Your task is to transcribe the entries below exactly, beginning with the line containing "point like [553,296]." and ending with the final line, and to add nothing else.

— begin DATA SHOWN —

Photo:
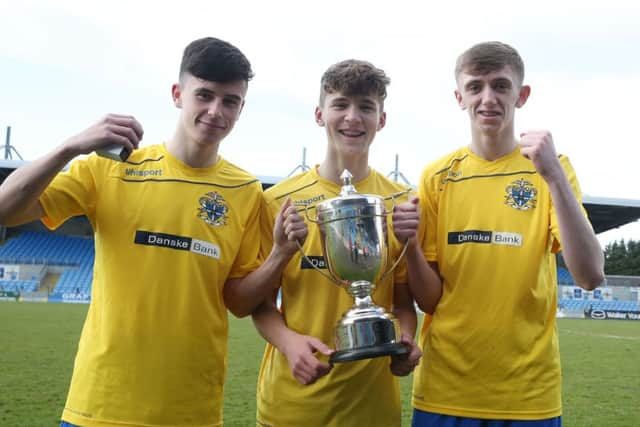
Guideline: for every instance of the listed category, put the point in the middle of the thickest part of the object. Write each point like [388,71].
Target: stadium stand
[70,254]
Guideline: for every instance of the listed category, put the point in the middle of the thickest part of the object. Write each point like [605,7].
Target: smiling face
[351,122]
[491,99]
[209,109]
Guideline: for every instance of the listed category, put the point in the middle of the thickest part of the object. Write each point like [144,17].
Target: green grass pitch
[600,359]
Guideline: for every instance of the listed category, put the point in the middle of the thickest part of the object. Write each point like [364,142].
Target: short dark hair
[215,60]
[354,77]
[484,58]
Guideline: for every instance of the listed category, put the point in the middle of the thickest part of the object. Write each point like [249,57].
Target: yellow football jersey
[167,236]
[361,393]
[491,349]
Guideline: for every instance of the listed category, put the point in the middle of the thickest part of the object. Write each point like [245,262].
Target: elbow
[238,310]
[597,278]
[239,313]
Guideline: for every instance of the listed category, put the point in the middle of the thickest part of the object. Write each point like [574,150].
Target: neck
[332,167]
[192,153]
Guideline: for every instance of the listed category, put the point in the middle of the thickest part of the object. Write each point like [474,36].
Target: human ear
[318,115]
[382,121]
[523,95]
[458,96]
[176,95]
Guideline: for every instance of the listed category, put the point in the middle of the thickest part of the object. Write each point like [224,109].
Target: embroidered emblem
[213,209]
[521,195]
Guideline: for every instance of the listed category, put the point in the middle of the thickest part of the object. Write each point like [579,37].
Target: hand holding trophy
[353,229]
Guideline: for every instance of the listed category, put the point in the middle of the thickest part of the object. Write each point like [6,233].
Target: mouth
[488,114]
[349,133]
[211,125]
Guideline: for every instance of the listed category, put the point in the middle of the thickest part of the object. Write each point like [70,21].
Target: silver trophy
[353,228]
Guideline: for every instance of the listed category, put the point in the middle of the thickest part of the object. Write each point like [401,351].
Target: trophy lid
[349,197]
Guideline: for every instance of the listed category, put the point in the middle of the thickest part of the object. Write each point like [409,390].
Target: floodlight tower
[8,148]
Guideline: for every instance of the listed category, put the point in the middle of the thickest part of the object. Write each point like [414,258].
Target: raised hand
[403,364]
[538,147]
[289,227]
[300,351]
[112,129]
[406,219]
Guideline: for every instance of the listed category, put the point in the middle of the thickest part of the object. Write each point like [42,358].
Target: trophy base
[366,333]
[352,355]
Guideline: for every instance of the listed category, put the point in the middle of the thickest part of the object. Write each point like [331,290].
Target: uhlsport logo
[213,209]
[310,201]
[521,195]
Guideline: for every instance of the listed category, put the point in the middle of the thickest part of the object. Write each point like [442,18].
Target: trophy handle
[393,198]
[395,264]
[328,276]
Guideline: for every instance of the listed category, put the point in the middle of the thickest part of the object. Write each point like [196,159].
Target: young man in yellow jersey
[174,233]
[493,215]
[297,385]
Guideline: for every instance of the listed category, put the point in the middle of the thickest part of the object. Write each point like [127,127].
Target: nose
[215,108]
[488,95]
[351,114]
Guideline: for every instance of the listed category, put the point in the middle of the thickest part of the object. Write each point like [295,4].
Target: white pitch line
[617,337]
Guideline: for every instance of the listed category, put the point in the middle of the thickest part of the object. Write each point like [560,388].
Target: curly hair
[354,77]
[215,60]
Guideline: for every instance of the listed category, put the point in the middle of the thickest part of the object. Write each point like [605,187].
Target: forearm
[424,283]
[242,296]
[21,190]
[580,247]
[407,319]
[270,324]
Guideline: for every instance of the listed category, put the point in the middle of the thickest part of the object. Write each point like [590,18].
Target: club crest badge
[521,195]
[213,209]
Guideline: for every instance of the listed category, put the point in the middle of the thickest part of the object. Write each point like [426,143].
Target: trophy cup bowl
[353,229]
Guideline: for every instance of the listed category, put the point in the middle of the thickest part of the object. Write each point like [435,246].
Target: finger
[321,347]
[128,122]
[284,207]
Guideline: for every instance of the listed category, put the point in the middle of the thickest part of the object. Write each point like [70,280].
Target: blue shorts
[429,419]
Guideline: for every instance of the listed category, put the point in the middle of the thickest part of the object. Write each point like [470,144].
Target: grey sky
[65,64]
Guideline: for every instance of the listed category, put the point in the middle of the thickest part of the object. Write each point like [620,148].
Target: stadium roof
[605,213]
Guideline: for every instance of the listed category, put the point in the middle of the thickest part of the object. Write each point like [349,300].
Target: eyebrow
[225,95]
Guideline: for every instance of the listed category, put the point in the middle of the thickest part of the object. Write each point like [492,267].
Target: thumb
[284,206]
[321,347]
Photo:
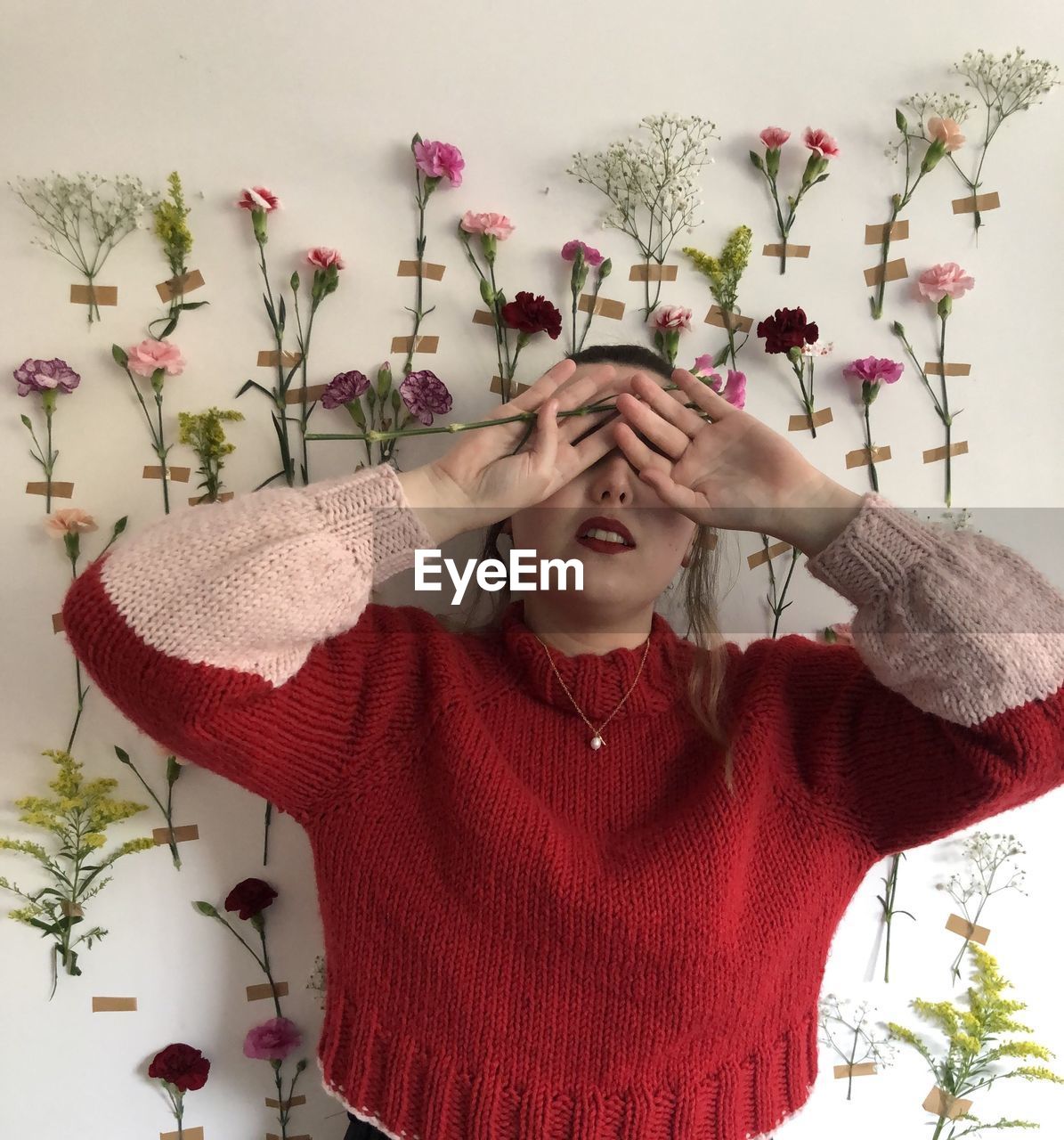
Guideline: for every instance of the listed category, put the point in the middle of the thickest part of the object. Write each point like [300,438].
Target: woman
[578,875]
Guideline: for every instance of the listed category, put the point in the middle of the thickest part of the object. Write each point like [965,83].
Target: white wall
[319,102]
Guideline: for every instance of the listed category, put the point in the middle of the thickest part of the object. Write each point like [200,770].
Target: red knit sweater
[526,939]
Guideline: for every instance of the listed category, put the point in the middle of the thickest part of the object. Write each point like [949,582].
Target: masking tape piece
[716,316]
[967,929]
[802,422]
[646,273]
[754,560]
[979,202]
[176,475]
[873,235]
[896,271]
[268,357]
[604,306]
[938,452]
[58,491]
[863,1069]
[516,387]
[424,343]
[861,459]
[428,271]
[264,989]
[85,294]
[294,1103]
[182,835]
[200,500]
[933,369]
[178,286]
[941,1103]
[113,1005]
[793,251]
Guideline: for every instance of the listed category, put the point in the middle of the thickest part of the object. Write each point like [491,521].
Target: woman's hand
[482,479]
[732,471]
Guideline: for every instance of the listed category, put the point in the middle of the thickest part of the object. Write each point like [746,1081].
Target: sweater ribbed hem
[370,513]
[412,1094]
[873,550]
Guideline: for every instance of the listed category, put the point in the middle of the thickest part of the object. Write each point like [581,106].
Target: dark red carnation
[182,1065]
[785,330]
[530,314]
[249,898]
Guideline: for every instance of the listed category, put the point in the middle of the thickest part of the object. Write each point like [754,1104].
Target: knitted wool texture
[528,940]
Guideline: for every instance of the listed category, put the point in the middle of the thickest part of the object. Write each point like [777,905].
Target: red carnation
[787,329]
[182,1066]
[531,314]
[249,898]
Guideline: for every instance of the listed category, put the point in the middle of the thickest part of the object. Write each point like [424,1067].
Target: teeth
[607,536]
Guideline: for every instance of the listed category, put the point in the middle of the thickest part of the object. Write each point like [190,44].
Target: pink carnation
[670,317]
[591,256]
[946,280]
[774,137]
[440,159]
[272,1040]
[147,356]
[259,198]
[322,256]
[873,370]
[490,224]
[946,131]
[820,142]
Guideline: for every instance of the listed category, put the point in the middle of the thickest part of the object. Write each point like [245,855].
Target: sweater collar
[597,680]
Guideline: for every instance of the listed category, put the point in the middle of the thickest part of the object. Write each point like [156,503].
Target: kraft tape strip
[940,1103]
[861,459]
[896,271]
[199,500]
[802,422]
[861,1069]
[793,251]
[967,929]
[176,475]
[269,357]
[873,235]
[58,491]
[182,835]
[85,294]
[603,306]
[716,316]
[516,387]
[178,286]
[979,202]
[424,343]
[938,452]
[264,989]
[933,369]
[313,392]
[754,560]
[645,273]
[428,271]
[113,1005]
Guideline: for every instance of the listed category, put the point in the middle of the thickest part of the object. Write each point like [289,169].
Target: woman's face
[611,488]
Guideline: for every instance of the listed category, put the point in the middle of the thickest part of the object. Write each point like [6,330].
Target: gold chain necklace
[597,740]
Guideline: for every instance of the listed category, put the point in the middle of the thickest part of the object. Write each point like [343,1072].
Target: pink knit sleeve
[949,705]
[241,638]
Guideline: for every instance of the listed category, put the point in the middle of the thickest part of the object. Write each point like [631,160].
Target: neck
[582,627]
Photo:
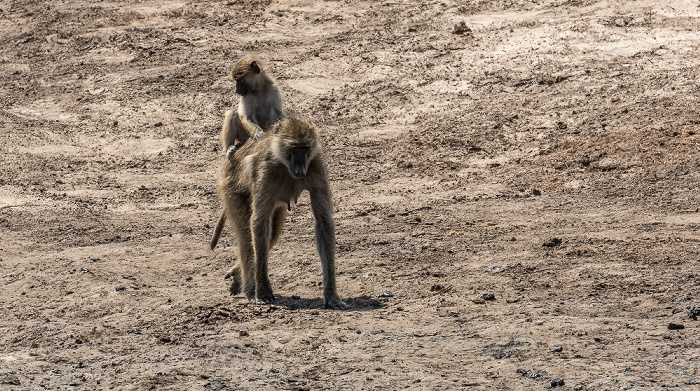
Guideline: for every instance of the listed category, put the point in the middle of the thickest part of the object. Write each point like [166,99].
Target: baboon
[259,108]
[259,182]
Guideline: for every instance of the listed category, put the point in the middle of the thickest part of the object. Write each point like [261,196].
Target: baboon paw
[234,273]
[335,304]
[235,287]
[262,300]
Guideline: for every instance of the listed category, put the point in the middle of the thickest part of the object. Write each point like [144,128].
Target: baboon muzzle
[241,88]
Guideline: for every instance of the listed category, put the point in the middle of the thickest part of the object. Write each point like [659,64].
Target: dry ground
[547,152]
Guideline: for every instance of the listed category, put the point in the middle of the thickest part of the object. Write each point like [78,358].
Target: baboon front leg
[261,244]
[277,225]
[235,275]
[242,274]
[325,244]
[232,131]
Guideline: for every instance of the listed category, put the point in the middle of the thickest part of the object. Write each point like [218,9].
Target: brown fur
[260,106]
[258,184]
[259,110]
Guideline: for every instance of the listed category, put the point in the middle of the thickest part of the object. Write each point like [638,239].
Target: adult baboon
[259,182]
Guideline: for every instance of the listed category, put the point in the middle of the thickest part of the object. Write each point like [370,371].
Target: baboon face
[298,160]
[295,146]
[245,73]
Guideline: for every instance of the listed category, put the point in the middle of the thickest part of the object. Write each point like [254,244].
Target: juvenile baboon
[259,182]
[259,108]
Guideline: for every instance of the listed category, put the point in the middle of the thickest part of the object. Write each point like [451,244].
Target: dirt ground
[515,187]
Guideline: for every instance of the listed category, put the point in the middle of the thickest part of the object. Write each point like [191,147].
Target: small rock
[533,375]
[461,28]
[488,296]
[556,383]
[553,242]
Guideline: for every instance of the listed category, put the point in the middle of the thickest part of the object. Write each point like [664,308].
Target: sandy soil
[544,152]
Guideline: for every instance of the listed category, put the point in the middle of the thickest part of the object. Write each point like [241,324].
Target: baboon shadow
[359,303]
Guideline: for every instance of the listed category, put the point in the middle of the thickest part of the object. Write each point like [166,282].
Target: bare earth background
[548,154]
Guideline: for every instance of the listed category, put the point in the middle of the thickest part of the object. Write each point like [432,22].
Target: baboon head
[248,75]
[295,146]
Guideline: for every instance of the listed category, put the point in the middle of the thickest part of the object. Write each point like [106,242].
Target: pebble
[488,296]
[556,383]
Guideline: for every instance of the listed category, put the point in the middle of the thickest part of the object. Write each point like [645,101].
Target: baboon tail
[217,231]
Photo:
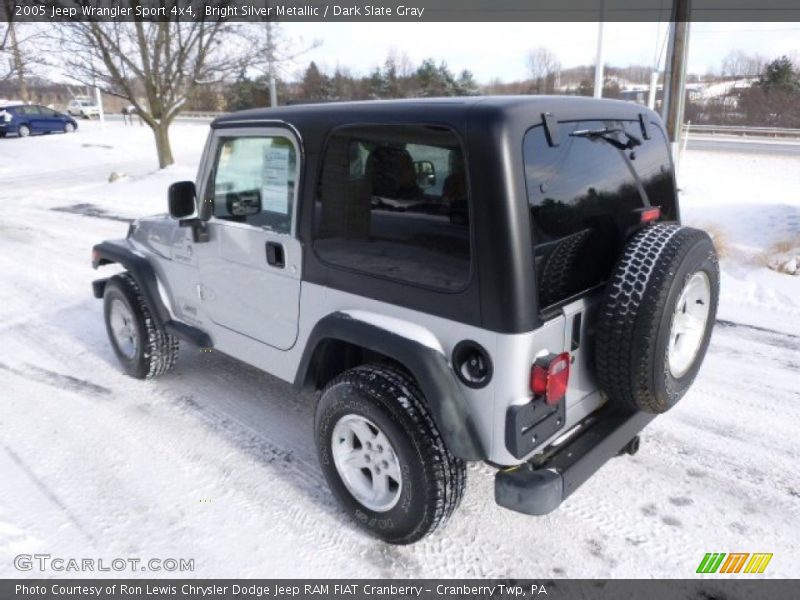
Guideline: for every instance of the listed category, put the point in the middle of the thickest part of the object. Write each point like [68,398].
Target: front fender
[420,353]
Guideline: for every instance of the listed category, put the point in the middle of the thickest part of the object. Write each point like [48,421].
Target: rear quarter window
[583,196]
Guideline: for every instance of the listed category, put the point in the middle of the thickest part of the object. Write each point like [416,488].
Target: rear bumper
[540,486]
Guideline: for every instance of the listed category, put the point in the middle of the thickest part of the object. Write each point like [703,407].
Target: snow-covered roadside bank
[216,461]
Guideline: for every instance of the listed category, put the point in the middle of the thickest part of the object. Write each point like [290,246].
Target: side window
[254,180]
[392,202]
[582,196]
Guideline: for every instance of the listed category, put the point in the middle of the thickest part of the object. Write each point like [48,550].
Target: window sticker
[275,191]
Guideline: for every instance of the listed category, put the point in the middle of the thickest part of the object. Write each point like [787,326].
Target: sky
[498,50]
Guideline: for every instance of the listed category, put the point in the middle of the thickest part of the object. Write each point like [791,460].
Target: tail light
[550,377]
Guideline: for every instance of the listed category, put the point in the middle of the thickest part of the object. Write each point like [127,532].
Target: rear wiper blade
[607,134]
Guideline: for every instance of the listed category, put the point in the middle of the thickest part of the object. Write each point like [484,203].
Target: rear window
[583,195]
[392,203]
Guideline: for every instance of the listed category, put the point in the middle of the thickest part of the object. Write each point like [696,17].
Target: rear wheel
[143,349]
[655,320]
[383,456]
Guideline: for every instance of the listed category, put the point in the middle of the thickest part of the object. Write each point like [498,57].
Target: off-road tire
[157,351]
[433,479]
[635,316]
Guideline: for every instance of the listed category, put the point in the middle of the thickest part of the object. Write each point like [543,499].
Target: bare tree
[543,67]
[15,59]
[154,65]
[274,54]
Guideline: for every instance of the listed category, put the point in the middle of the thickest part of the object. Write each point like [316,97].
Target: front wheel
[383,456]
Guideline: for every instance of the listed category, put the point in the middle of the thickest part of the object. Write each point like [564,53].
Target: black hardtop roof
[563,108]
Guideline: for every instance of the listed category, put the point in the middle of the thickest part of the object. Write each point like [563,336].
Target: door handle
[275,255]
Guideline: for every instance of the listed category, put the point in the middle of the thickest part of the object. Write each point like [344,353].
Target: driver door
[250,268]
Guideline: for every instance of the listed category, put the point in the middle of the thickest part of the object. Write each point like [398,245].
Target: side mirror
[426,173]
[182,200]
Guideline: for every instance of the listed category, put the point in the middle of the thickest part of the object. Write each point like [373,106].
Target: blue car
[26,119]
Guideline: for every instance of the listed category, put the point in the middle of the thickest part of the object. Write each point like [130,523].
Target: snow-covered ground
[216,461]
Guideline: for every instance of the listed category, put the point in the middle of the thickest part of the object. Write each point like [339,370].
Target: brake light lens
[550,377]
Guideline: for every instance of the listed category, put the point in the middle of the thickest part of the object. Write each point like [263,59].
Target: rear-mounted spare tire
[655,319]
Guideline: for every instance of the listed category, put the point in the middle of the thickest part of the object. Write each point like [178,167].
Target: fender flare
[426,363]
[120,252]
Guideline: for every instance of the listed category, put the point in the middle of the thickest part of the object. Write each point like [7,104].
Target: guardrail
[777,132]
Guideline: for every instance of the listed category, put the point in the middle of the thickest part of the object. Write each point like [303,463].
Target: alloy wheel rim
[689,324]
[123,328]
[366,462]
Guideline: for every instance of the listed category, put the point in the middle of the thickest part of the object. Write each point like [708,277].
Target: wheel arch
[343,340]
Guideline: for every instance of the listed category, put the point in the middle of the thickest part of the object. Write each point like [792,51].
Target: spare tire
[655,319]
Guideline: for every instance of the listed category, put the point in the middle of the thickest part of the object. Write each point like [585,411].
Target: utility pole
[675,73]
[598,64]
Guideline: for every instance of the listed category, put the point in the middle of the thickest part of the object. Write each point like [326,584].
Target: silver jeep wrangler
[482,279]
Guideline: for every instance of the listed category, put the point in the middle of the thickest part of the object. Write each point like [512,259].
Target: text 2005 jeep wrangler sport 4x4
[493,279]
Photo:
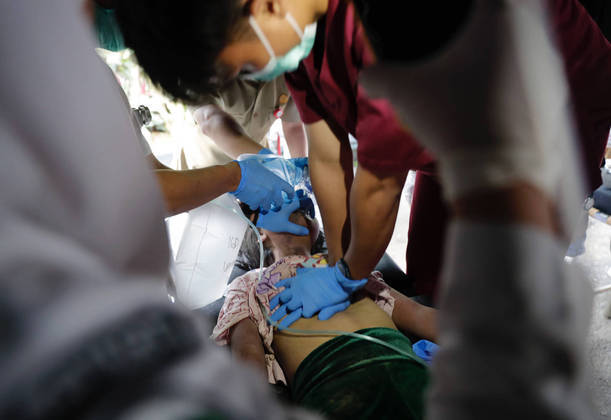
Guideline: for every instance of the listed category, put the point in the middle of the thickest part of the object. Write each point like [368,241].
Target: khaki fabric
[253,105]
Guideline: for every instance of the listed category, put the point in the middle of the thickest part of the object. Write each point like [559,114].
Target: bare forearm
[185,190]
[331,173]
[374,202]
[519,203]
[329,185]
[225,131]
[411,317]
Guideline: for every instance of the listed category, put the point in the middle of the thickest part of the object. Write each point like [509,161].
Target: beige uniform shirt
[255,107]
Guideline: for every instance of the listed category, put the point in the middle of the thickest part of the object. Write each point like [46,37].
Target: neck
[309,11]
[290,251]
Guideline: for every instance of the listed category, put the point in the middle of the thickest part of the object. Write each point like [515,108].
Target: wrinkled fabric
[244,294]
[86,327]
[513,320]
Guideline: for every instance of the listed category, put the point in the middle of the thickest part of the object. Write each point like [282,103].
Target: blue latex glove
[265,151]
[260,188]
[313,290]
[425,349]
[278,220]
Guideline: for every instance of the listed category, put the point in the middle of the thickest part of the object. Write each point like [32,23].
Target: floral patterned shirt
[246,295]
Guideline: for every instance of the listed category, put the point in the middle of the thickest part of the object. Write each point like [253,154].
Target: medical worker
[184,190]
[87,329]
[321,48]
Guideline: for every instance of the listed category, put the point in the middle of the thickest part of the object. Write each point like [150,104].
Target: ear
[259,8]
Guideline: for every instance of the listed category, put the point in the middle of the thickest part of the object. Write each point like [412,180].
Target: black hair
[177,43]
[249,255]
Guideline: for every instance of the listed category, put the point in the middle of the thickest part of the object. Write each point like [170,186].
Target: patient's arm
[246,344]
[410,316]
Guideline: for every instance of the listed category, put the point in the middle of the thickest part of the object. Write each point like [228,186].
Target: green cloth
[353,378]
[107,29]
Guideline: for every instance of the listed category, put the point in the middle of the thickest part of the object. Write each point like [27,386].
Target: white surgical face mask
[289,61]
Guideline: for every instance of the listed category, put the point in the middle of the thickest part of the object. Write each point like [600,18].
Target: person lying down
[338,376]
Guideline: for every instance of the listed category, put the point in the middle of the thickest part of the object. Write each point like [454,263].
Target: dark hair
[249,255]
[177,43]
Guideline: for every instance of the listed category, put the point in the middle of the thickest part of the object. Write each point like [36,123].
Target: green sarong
[352,378]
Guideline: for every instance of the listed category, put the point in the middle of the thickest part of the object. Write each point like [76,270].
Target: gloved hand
[492,105]
[277,220]
[260,188]
[312,290]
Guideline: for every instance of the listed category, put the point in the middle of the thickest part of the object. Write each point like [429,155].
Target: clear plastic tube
[312,332]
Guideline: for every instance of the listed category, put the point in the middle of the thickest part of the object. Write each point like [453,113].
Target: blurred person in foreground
[513,316]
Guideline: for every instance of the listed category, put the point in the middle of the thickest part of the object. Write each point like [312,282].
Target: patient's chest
[292,348]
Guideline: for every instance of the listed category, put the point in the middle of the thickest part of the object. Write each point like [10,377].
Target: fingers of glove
[281,298]
[284,283]
[295,303]
[301,162]
[265,204]
[350,286]
[290,319]
[296,229]
[329,311]
[279,314]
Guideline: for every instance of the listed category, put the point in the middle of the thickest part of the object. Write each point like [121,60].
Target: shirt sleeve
[236,307]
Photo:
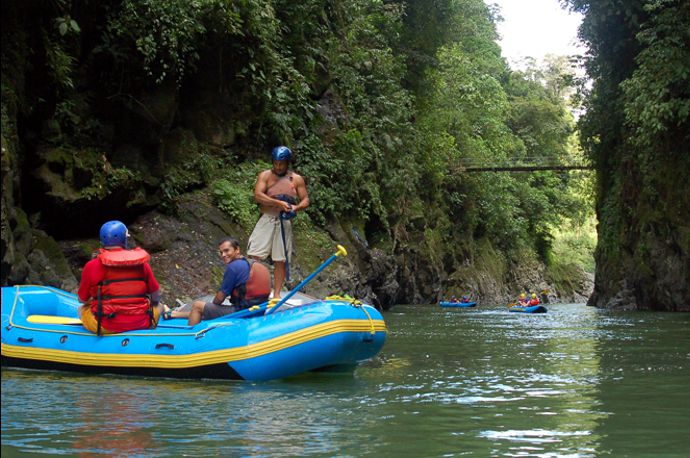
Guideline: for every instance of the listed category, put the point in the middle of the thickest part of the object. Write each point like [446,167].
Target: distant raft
[528,309]
[457,304]
[41,330]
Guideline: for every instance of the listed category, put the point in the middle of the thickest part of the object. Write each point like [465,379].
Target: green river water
[576,381]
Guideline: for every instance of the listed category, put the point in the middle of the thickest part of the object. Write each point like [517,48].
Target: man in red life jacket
[245,282]
[280,193]
[118,288]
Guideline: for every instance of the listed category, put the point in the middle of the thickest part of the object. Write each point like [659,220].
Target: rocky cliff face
[643,258]
[185,261]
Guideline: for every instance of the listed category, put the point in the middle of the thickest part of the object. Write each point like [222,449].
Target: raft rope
[355,303]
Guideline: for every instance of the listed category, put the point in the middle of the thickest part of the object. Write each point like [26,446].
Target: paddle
[341,252]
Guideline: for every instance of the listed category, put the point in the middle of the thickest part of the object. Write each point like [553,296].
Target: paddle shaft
[287,255]
[340,251]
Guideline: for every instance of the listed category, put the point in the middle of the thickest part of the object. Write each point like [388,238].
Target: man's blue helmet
[281,153]
[114,233]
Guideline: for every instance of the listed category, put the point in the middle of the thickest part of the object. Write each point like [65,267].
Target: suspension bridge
[523,164]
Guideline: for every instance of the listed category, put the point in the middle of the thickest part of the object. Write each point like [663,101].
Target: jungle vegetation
[129,104]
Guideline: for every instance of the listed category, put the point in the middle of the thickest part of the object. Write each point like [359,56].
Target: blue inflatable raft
[41,329]
[457,304]
[530,309]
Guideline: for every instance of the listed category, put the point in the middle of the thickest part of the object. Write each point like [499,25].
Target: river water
[576,381]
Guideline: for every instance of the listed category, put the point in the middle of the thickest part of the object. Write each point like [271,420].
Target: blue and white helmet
[281,153]
[114,233]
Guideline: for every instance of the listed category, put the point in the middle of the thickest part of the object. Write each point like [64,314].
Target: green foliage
[657,95]
[191,174]
[166,34]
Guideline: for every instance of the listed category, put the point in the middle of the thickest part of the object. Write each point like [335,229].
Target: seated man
[522,301]
[117,288]
[246,283]
[534,300]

— end DATA SHOWN —

*RESULT OF THIS EXERCISE*.
Guideline: for every instance of the listed category, put the point in the middle of the thickest part of the object. Write each point like [553,296].
Target: paddle shaft
[287,255]
[340,251]
Guideline: for every instance of the listed category, put the point in the middle of the thickest part of the object. Write each point like [388,238].
Target: man's blue helmet
[281,153]
[114,233]
Guideline: for every instance of the listed category, put the point in the middle of the thickest part of the object. Write each point like [65,267].
Target: suspension bridge
[523,164]
Guideline: for every instance of the listed category, put the point in the middle of the thickest part of the object. Write each point like [663,101].
Target: jungle vegetation
[129,104]
Guideline: for every instance of the listed category, put the point in the middle of the thickest part of the object. Write each point like [359,56].
Target: blue inflatable raft
[41,329]
[457,304]
[530,309]
Guideline: for every instance of the listed category, put the point in the middle of the thickest part of the object. Write each point like [499,25].
Target: river water
[576,381]
Guideline: for every instance of the listed category, put the point in the middle of the thickest part of the object. Write each point like [271,420].
Target: blue and white helmet
[281,153]
[114,233]
Guideline: for every instance of the listed category, put the point in the middle of the thickest part of the object. Write each point like [64,314].
Target: green foliage
[657,95]
[191,174]
[166,34]
Guideline: for every instance of the listed category, put the point in the middle of the thickest part of the object. Write each point like [335,229].
Target: seated man
[522,301]
[117,288]
[246,283]
[534,300]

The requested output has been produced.